### REQUIRED WORK
Could you output, unchanged, the lines that begin at the one containing "Task: the component shall indicate the blue comforter" and run through the end of the items?

::: RECORDS FOR THE TASK :::

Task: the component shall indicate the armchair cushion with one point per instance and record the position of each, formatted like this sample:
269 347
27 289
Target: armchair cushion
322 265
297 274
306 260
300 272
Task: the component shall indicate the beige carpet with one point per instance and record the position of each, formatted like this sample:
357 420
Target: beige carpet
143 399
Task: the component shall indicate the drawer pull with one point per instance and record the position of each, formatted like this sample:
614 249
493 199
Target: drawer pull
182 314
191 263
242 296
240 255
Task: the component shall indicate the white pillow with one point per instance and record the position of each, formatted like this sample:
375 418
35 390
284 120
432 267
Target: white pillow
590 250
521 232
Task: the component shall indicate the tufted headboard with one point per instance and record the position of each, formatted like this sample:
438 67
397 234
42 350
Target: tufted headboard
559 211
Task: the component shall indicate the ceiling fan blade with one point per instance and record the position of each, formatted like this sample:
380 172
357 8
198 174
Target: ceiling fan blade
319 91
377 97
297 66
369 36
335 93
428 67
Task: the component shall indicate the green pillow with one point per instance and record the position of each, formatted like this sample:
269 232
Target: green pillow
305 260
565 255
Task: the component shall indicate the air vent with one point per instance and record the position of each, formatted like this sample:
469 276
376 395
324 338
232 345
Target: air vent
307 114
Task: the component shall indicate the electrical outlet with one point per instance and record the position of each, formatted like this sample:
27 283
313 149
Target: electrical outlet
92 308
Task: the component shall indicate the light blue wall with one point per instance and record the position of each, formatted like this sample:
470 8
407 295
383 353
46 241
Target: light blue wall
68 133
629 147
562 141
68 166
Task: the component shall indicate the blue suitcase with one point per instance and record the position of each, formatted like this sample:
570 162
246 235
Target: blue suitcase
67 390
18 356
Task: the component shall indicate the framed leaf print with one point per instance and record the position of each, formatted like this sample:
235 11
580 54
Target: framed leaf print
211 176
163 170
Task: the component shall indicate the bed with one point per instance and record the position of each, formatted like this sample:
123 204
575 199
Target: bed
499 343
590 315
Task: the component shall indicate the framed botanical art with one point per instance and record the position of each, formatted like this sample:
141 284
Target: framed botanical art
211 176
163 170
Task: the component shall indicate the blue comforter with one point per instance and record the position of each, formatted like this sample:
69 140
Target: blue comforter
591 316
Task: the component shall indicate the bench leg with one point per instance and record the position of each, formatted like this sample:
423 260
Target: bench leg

:::

### SOLUTION TO THIS TASK
Task: the component shall indicate the blue comforter with one point per instance and record the position of each, formatted like this sample:
69 140
Target: blue comforter
591 316
Task: the component shall indicate the bench leg with one point per instance and record the position of each, formatted like this sample:
423 260
Target: bench leg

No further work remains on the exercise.